◆ The data
···

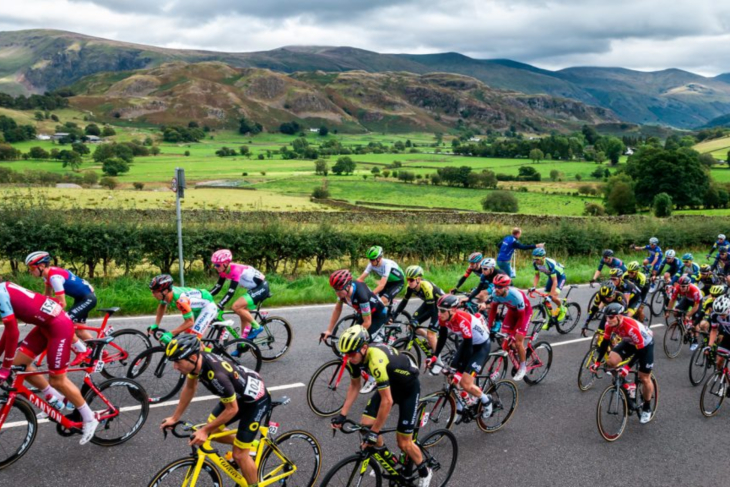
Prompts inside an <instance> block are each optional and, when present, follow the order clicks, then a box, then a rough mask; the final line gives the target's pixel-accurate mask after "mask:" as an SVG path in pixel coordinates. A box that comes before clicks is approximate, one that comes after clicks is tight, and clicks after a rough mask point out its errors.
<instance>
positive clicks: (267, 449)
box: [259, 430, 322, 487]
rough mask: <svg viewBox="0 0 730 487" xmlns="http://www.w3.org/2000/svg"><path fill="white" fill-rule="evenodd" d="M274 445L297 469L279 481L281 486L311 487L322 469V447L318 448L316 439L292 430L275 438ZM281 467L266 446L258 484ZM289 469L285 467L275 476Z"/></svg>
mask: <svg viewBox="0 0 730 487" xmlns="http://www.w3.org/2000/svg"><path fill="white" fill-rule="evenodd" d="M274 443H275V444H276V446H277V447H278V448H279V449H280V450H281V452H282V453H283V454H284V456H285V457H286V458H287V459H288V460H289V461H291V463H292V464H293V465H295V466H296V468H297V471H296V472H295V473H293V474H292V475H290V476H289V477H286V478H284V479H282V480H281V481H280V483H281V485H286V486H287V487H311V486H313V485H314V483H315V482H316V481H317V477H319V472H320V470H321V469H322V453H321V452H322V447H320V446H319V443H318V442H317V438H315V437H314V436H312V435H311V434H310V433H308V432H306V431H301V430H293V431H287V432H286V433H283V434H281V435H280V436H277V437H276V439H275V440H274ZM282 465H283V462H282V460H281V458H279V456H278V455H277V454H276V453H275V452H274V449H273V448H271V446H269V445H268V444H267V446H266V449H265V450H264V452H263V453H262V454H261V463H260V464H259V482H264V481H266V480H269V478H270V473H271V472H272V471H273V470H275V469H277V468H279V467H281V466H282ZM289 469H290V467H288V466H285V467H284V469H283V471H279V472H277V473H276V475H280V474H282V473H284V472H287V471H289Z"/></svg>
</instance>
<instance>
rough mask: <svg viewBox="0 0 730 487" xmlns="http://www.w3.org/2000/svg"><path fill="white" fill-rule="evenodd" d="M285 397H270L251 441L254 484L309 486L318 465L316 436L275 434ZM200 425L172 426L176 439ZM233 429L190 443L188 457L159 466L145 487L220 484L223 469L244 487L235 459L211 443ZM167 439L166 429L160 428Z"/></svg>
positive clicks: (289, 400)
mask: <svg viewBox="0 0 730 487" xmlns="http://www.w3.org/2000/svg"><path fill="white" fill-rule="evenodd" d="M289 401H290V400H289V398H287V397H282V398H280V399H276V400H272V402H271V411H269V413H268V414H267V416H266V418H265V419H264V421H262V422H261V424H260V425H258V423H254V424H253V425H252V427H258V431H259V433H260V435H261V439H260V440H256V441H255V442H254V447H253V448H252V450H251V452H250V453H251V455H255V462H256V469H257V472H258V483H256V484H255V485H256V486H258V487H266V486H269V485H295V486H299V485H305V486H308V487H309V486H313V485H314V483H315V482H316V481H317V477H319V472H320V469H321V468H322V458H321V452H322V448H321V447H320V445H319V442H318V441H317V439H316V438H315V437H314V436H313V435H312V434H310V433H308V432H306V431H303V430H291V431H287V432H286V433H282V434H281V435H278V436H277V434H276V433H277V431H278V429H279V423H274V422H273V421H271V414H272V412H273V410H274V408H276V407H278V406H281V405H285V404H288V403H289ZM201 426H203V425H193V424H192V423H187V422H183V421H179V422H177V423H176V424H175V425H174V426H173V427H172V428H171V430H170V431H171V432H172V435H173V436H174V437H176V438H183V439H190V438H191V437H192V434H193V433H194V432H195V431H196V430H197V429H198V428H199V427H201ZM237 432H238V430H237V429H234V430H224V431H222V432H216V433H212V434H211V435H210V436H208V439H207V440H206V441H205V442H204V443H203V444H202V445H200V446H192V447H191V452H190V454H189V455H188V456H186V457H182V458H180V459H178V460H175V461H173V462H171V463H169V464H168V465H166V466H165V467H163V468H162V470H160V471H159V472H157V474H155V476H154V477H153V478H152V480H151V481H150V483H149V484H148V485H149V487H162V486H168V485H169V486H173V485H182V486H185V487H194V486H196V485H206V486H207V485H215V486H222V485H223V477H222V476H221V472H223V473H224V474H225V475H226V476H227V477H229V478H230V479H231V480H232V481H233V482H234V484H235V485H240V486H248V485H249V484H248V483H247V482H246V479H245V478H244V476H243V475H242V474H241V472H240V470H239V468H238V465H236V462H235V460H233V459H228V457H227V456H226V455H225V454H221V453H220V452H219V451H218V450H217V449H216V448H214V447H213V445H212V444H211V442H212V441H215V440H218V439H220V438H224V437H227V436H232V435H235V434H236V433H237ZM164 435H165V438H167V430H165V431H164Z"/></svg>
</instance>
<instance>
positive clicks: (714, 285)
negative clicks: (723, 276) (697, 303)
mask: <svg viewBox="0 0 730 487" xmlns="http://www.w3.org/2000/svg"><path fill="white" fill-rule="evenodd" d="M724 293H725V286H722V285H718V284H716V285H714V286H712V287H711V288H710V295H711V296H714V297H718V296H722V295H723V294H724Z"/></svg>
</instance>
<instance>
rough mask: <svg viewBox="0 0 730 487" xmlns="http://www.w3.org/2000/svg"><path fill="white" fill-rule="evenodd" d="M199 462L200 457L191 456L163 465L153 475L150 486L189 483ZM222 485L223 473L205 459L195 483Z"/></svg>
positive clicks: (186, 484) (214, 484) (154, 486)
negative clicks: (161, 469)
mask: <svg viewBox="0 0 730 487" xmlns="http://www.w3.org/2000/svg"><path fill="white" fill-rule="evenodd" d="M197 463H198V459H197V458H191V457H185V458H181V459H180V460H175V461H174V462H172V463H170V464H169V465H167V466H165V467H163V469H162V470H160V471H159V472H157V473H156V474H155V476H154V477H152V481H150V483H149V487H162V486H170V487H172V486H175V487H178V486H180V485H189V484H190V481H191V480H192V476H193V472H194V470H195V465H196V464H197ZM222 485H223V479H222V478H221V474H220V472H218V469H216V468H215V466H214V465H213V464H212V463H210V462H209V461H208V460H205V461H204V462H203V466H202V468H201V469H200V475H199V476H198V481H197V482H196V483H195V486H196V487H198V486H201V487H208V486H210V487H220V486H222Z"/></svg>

···

◆ Aim of the task
Return the records above verbatim, leaving out images.

◆ Solution
Prompts inside an <instance> block are each optional and, when present, follow the order clicks, then a box, then a rough mask; the final line gives the target's pixel-accurate mask after "mask:" as an SVG path in pixel coordinates. A box that comes before clicks is approximate, one that comes after clicks is tight, and clicks after a rough mask point out its errors.
<instance>
positive clicks: (267, 449)
box: [259, 430, 322, 487]
rough mask: <svg viewBox="0 0 730 487" xmlns="http://www.w3.org/2000/svg"><path fill="white" fill-rule="evenodd" d="M274 445L297 469L279 481L281 486L311 487L322 469V447L318 448L316 439L292 430L275 438ZM281 467L266 446L258 484ZM289 469L285 467L275 476Z"/></svg>
mask: <svg viewBox="0 0 730 487" xmlns="http://www.w3.org/2000/svg"><path fill="white" fill-rule="evenodd" d="M274 443H275V444H276V446H277V447H278V448H279V449H280V450H281V452H282V453H283V454H284V456H285V457H286V458H287V459H288V460H289V461H291V463H292V464H293V465H295V466H296V468H297V471H296V472H295V473H293V474H292V475H290V476H289V477H286V478H284V479H282V480H281V481H280V483H281V485H286V486H287V487H311V486H313V485H314V483H315V482H316V481H317V477H319V472H320V470H321V469H322V453H321V452H322V447H320V446H319V443H318V442H317V438H315V437H314V436H312V435H311V434H310V433H308V432H306V431H301V430H293V431H287V432H286V433H283V434H281V435H280V436H277V437H276V439H275V440H274ZM282 465H283V462H282V460H281V458H279V456H278V455H277V454H276V453H275V452H274V449H273V448H271V446H269V445H268V444H267V446H266V449H265V450H264V452H263V453H262V454H261V463H260V464H259V482H264V481H266V480H269V478H270V473H271V472H272V471H273V470H275V469H277V468H279V467H281V466H282ZM289 469H290V467H288V466H285V467H284V469H283V471H279V472H277V473H276V475H280V474H282V473H284V472H287V471H289Z"/></svg>
</instance>
<instance>
rough mask: <svg viewBox="0 0 730 487" xmlns="http://www.w3.org/2000/svg"><path fill="white" fill-rule="evenodd" d="M285 397H270L251 441L254 484L309 486L318 465L316 436L275 434ZM200 425L172 426L176 439ZM233 429L190 443L188 457L159 466L145 487L220 484L223 469L244 487L235 459L211 443ZM167 439L166 429L160 428Z"/></svg>
positive clicks: (289, 400)
mask: <svg viewBox="0 0 730 487" xmlns="http://www.w3.org/2000/svg"><path fill="white" fill-rule="evenodd" d="M289 401H290V400H289V398H287V397H282V398H280V399H276V400H272V402H271V411H269V413H268V414H267V416H266V418H265V419H264V421H262V422H261V424H260V425H258V423H254V424H253V425H252V427H258V431H259V433H260V435H261V439H260V440H256V441H255V442H254V447H253V448H252V450H251V452H250V453H251V455H255V462H256V469H257V472H258V483H256V484H255V485H256V486H258V487H266V486H269V485H295V486H299V485H305V486H308V487H309V486H313V485H314V483H315V482H316V481H317V477H319V472H320V469H321V468H322V458H321V452H322V448H321V447H320V445H319V442H318V441H317V439H316V438H315V437H314V436H313V435H312V434H310V433H308V432H306V431H303V430H291V431H287V432H286V433H282V434H281V435H278V436H277V434H276V433H277V431H278V429H279V423H274V422H273V421H271V414H272V412H273V410H274V408H276V407H278V406H281V405H285V404H288V403H289ZM201 426H203V425H193V424H192V423H187V422H183V421H179V422H177V423H176V424H175V425H174V426H173V427H172V428H171V430H170V431H171V432H172V435H173V436H174V437H176V438H183V439H190V438H191V437H192V434H193V433H194V432H195V431H196V430H197V429H198V428H199V427H201ZM237 432H238V430H237V429H234V430H224V431H222V432H216V433H212V434H211V435H210V436H208V439H207V440H206V441H205V442H204V443H203V444H202V445H200V446H192V447H191V452H190V454H189V455H188V456H186V457H182V458H180V459H178V460H175V461H173V462H171V463H169V464H168V465H166V466H165V467H163V468H162V470H160V471H159V472H157V474H155V476H154V477H153V478H152V480H151V481H150V483H149V484H148V485H149V487H162V486H168V485H169V486H173V485H182V486H185V487H194V486H196V485H206V486H207V485H215V486H222V485H223V477H222V476H221V472H223V473H224V474H225V475H226V476H227V477H229V478H230V479H231V480H232V481H233V482H234V484H235V485H240V486H248V485H249V484H248V483H247V482H246V479H245V478H244V476H243V475H242V474H241V472H240V470H239V468H238V465H236V462H235V460H233V459H228V457H227V456H226V455H225V454H221V453H220V452H219V451H218V450H217V449H216V448H214V447H213V445H212V444H211V442H212V441H215V440H218V439H220V438H224V437H227V436H232V435H235V434H236V433H237ZM164 435H165V438H167V430H165V431H164Z"/></svg>
</instance>
<instance>
positive clicks: (714, 285)
negative clicks: (723, 276) (697, 303)
mask: <svg viewBox="0 0 730 487" xmlns="http://www.w3.org/2000/svg"><path fill="white" fill-rule="evenodd" d="M724 293H725V286H722V285H718V284H716V285H714V286H712V287H711V288H710V295H711V296H714V297H718V296H722V295H723V294H724Z"/></svg>
</instance>
<instance>
rough mask: <svg viewBox="0 0 730 487" xmlns="http://www.w3.org/2000/svg"><path fill="white" fill-rule="evenodd" d="M199 462L200 457L191 456L163 465L153 475L150 486L189 483ZM222 485L223 473L205 459L195 483Z"/></svg>
positive clicks: (186, 484) (214, 484) (154, 486)
negative clicks: (161, 469)
mask: <svg viewBox="0 0 730 487" xmlns="http://www.w3.org/2000/svg"><path fill="white" fill-rule="evenodd" d="M197 463H198V459H197V458H191V457H185V458H181V459H180V460H175V461H174V462H172V463H170V464H169V465H167V466H165V467H163V469H162V470H160V471H159V472H157V473H156V474H155V476H154V477H152V481H150V483H149V487H162V486H170V487H172V486H175V487H178V486H180V485H189V484H190V481H191V480H192V476H193V472H194V470H195V465H196V464H197ZM222 485H223V479H222V478H221V474H220V472H218V469H216V468H215V466H214V465H213V464H212V463H210V462H209V461H208V460H205V461H204V462H203V466H202V468H201V469H200V475H199V476H198V481H197V482H196V483H195V486H196V487H198V486H201V487H208V486H210V487H220V486H222Z"/></svg>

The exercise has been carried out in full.